TASK
Answer these questions from the forum post about ketamine treatment:
1. According to the post, what has the writer heard others say about ketamine?
2. How many infusions were in the series the writer started with?
3. How long did the writer's "afterglow" last after almost every infusion?

BEGIN TEXT FOR ANALYSIS

I am so glad to have discovered this forum after having recently experienced Ketamine treatment. Would love to share my experience and get some input. I’ve had some incredible experiences with Ketamine but never had the feeling that it cured my depression (as I’ve heard others say). I’m curious to what extent my experience is different than others or similar… Were my expectations too high? Do I just happen to be of the small percent that aren’t really helped through ketamine therapy? Or do I just need to embrace the positive experiences I’ve had and accept them as just part of my healing journey?
As I mentioned I’ve had some incredible, profound, cosmic experiences with K. I started with a series of 5 infusions. My infusions were remarkable journeys through other realms of reality, through space, time and consciousness. For the most part, I absolutely loved the experiences. After almost every infusion I felt some degree of “afterglow” for at least a day or at times a few days where I felt somewhat more positive. Like I said I never had an experience that I would describe as my depression being “cured.”

END TEXT FOR ANALYSIS
BEGIN GIVEN DATA

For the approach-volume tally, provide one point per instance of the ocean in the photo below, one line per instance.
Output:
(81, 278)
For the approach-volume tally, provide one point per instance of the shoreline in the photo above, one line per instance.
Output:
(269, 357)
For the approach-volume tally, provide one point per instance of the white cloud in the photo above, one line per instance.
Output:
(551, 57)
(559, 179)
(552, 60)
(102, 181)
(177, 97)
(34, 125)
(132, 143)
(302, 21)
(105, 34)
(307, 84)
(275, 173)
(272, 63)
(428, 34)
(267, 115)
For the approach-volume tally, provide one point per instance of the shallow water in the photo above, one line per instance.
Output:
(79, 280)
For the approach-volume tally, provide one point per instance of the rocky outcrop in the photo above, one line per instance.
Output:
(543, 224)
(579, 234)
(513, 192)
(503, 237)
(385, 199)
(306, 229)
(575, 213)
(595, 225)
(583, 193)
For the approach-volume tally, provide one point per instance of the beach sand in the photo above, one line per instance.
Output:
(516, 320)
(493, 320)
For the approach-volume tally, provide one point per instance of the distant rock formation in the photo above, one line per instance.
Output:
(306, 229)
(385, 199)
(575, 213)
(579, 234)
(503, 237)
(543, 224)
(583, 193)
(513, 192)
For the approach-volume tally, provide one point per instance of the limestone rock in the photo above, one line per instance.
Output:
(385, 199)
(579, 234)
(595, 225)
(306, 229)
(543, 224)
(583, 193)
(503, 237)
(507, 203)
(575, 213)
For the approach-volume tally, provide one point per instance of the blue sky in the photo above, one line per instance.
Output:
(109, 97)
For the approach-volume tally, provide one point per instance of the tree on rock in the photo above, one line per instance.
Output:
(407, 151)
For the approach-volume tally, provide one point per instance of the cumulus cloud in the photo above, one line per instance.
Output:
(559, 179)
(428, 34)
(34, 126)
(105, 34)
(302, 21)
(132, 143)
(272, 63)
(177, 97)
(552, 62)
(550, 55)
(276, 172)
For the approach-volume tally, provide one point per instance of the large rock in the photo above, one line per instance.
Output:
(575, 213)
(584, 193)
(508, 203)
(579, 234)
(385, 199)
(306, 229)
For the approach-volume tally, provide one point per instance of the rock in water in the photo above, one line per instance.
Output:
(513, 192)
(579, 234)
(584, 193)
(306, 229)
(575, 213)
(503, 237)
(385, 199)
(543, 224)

END GIVEN DATA

EXPECTED ANSWER
1. That it cured their depression.
2. Five.
3. At least a day, or at times a few days.